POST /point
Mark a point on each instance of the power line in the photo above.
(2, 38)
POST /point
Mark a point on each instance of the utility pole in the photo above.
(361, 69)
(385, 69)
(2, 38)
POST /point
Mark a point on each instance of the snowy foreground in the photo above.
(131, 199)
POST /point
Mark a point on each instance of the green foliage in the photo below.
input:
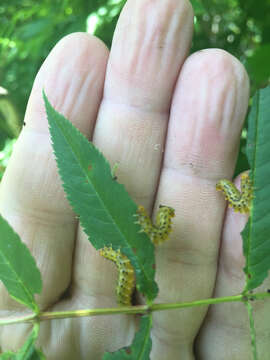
(105, 209)
(18, 269)
(256, 233)
(141, 346)
(28, 351)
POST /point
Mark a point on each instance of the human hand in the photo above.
(173, 123)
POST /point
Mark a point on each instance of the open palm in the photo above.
(173, 123)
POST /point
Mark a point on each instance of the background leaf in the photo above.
(256, 234)
(140, 348)
(18, 269)
(106, 210)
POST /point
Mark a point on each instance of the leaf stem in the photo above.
(252, 330)
(139, 309)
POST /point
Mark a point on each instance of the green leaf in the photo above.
(256, 234)
(18, 269)
(105, 209)
(258, 64)
(28, 351)
(140, 348)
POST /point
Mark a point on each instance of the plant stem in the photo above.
(252, 330)
(139, 309)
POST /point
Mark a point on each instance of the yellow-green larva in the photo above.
(239, 201)
(126, 274)
(157, 233)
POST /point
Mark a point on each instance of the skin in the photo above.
(173, 122)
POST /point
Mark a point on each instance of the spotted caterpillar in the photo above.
(239, 201)
(157, 233)
(126, 274)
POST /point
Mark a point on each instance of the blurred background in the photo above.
(29, 29)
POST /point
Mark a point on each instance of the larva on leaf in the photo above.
(126, 274)
(157, 233)
(239, 201)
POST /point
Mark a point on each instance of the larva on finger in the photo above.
(126, 274)
(239, 201)
(157, 233)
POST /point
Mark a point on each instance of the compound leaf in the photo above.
(105, 209)
(256, 234)
(18, 269)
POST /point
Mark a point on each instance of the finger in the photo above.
(226, 327)
(207, 114)
(149, 47)
(31, 195)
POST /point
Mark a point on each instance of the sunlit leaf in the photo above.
(105, 209)
(256, 234)
(18, 269)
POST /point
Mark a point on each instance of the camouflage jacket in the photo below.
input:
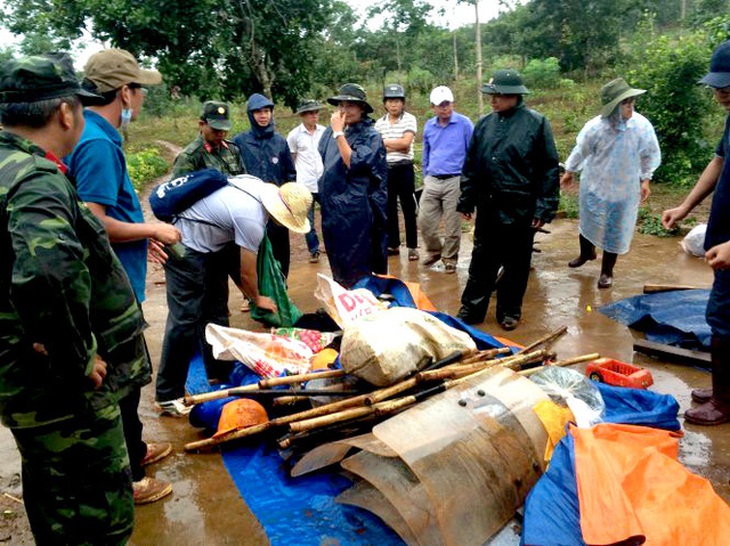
(201, 155)
(62, 286)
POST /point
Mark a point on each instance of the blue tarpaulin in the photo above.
(673, 318)
(552, 513)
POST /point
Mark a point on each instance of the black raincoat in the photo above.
(354, 203)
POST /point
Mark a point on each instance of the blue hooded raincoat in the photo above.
(354, 204)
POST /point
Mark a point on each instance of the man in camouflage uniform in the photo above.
(70, 329)
(211, 150)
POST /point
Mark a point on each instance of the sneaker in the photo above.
(156, 452)
(174, 408)
(149, 490)
(428, 261)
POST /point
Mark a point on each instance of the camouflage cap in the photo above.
(41, 77)
(111, 69)
(217, 115)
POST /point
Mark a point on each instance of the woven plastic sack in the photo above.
(346, 306)
(267, 355)
(385, 347)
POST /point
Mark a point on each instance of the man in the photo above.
(70, 329)
(445, 141)
(197, 288)
(99, 169)
(398, 129)
(353, 189)
(303, 142)
(511, 177)
(714, 407)
(266, 155)
(211, 150)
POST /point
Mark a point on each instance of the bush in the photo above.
(544, 73)
(674, 103)
(145, 166)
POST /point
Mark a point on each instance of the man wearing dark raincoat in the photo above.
(266, 155)
(353, 189)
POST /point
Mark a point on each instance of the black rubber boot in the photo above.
(587, 252)
(717, 409)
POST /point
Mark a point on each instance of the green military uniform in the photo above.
(63, 288)
(201, 155)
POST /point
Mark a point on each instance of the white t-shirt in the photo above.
(308, 163)
(405, 124)
(232, 213)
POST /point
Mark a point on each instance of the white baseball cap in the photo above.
(441, 94)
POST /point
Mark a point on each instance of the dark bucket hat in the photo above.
(614, 92)
(217, 115)
(505, 82)
(308, 105)
(42, 77)
(351, 92)
(719, 74)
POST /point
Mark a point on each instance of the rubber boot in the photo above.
(717, 409)
(587, 252)
(607, 264)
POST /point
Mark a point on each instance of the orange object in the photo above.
(630, 485)
(620, 374)
(241, 413)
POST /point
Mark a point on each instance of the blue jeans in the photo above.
(311, 236)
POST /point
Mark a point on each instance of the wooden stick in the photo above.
(263, 384)
(549, 338)
(562, 363)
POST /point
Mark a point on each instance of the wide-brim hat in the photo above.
(288, 204)
(505, 82)
(111, 69)
(309, 105)
(719, 74)
(351, 92)
(614, 92)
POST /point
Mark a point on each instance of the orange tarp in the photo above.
(630, 484)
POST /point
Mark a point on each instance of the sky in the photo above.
(455, 15)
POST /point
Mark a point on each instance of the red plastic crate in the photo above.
(620, 374)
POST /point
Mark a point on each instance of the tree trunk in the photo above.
(456, 60)
(480, 99)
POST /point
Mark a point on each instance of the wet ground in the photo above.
(206, 508)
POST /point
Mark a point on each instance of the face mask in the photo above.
(126, 116)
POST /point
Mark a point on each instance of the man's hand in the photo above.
(718, 257)
(670, 217)
(98, 373)
(566, 181)
(337, 121)
(645, 190)
(167, 234)
(264, 302)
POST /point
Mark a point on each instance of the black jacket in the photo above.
(511, 168)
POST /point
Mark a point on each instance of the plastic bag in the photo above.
(386, 347)
(346, 306)
(694, 242)
(273, 285)
(572, 388)
(313, 339)
(267, 355)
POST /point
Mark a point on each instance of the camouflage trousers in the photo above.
(77, 485)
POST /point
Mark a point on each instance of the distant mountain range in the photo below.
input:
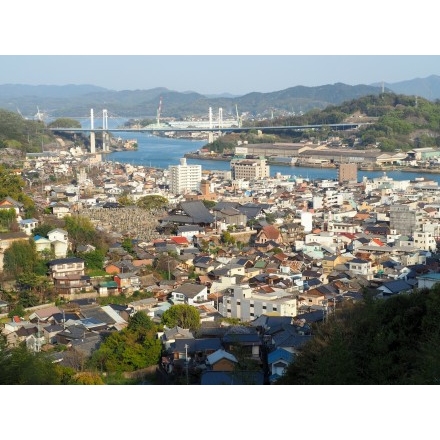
(77, 100)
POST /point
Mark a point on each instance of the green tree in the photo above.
(227, 238)
(21, 257)
(182, 315)
(93, 260)
(126, 200)
(131, 349)
(81, 231)
(19, 366)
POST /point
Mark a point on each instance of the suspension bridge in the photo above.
(211, 125)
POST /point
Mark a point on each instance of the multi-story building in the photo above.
(403, 219)
(250, 169)
(347, 172)
(245, 304)
(184, 178)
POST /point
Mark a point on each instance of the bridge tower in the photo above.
(105, 134)
(92, 134)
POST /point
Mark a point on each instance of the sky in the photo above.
(213, 74)
(216, 48)
(226, 47)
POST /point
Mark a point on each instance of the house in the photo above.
(427, 281)
(42, 244)
(278, 360)
(9, 203)
(107, 288)
(59, 242)
(394, 287)
(28, 225)
(42, 315)
(169, 336)
(244, 340)
(190, 294)
(210, 377)
(60, 209)
(66, 266)
(6, 240)
(268, 233)
(127, 282)
(221, 360)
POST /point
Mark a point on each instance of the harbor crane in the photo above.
(159, 110)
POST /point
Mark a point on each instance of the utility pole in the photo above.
(186, 363)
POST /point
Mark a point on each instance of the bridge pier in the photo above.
(92, 134)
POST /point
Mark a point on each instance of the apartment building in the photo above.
(184, 178)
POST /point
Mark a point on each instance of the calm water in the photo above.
(160, 152)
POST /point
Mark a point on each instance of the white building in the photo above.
(250, 169)
(245, 304)
(184, 178)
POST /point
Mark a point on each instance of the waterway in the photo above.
(160, 152)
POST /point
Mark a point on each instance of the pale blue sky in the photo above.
(236, 74)
(217, 47)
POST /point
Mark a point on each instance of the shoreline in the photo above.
(303, 165)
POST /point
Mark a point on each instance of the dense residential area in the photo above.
(182, 276)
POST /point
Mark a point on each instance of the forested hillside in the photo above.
(390, 341)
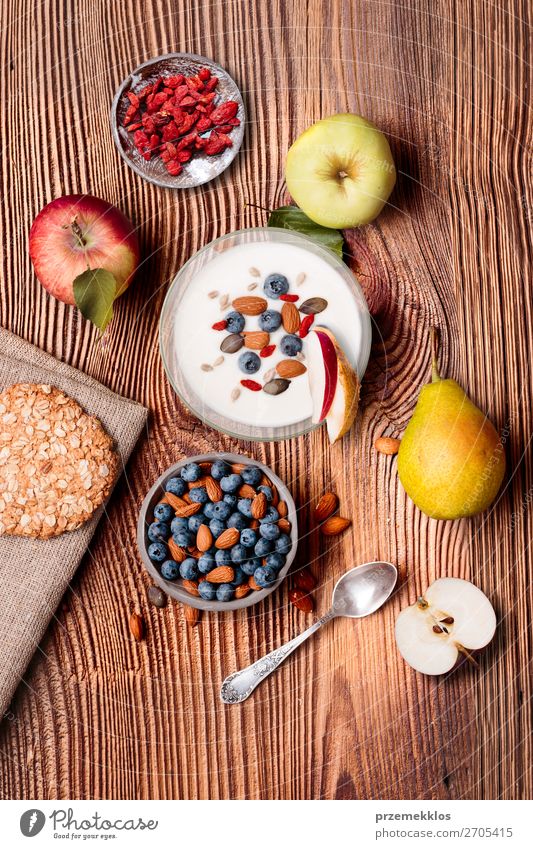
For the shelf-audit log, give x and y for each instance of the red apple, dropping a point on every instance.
(79, 232)
(322, 371)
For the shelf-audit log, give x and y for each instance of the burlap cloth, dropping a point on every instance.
(35, 573)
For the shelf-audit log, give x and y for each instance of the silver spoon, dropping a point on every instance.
(358, 593)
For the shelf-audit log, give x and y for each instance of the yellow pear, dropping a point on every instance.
(451, 460)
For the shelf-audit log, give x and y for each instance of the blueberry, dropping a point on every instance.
(248, 537)
(199, 495)
(270, 516)
(163, 512)
(251, 475)
(191, 472)
(216, 527)
(223, 557)
(244, 506)
(206, 562)
(183, 538)
(207, 590)
(249, 566)
(275, 561)
(269, 531)
(189, 569)
(263, 576)
(195, 522)
(158, 532)
(239, 554)
(237, 520)
(234, 322)
(220, 469)
(157, 551)
(225, 592)
(230, 483)
(176, 485)
(283, 544)
(209, 510)
(170, 570)
(290, 345)
(179, 524)
(263, 547)
(276, 285)
(221, 510)
(270, 320)
(239, 577)
(249, 362)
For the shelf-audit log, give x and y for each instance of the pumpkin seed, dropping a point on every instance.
(313, 306)
(232, 343)
(276, 386)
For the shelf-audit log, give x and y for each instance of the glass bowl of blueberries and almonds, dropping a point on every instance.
(218, 531)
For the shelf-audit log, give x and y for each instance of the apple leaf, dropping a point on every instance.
(94, 293)
(292, 218)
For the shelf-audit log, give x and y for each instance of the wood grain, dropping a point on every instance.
(101, 716)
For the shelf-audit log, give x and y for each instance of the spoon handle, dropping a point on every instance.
(238, 686)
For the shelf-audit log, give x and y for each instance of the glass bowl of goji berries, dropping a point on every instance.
(178, 120)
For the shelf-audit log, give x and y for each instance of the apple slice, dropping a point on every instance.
(334, 384)
(322, 372)
(453, 617)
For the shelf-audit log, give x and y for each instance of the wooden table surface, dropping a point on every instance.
(101, 716)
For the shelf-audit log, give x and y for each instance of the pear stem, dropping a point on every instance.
(434, 336)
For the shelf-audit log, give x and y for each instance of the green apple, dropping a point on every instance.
(340, 171)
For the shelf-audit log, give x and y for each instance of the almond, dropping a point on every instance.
(259, 506)
(387, 445)
(199, 482)
(178, 554)
(250, 305)
(136, 623)
(221, 575)
(301, 600)
(214, 490)
(228, 538)
(290, 318)
(305, 580)
(326, 506)
(335, 525)
(191, 587)
(204, 538)
(285, 526)
(256, 340)
(174, 500)
(188, 510)
(290, 368)
(192, 616)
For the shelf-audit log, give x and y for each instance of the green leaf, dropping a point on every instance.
(94, 293)
(292, 218)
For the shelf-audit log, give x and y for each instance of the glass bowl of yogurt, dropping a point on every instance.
(225, 325)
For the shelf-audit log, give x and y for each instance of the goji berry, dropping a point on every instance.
(305, 326)
(251, 384)
(223, 113)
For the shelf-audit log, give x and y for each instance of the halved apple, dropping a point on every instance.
(333, 383)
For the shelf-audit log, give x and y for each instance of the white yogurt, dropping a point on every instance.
(228, 273)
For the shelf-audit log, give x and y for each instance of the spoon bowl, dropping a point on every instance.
(364, 589)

Instructions to follow: Repeat the line that contains "green leaf, dropping a point on every instance.", then every line after it until the records end, with nothing added.

Solution:
For the shelf-audit log, give x and y for each instance of the green leaf, dropping a point on every instance.
(94, 293)
(292, 218)
For the shelf-audit log, give x and y for each instance of the glass bowl of yogurt, dropping a point on every instance.
(225, 325)
For the shelf-audit log, give x and y for each instance of the goji berry, dropping a point on every instance.
(305, 326)
(251, 384)
(223, 113)
For the shelf-audit log, give x and y for each instance of the halved apple, dropping a point on every instance.
(333, 383)
For the shelf-audit log, give x and y for each instance of the white yogurt, dropping a point on every instance.
(228, 273)
For the shelf-audit log, give x and y for each instance of the spoon bowl, dropping a point on every instance.
(364, 589)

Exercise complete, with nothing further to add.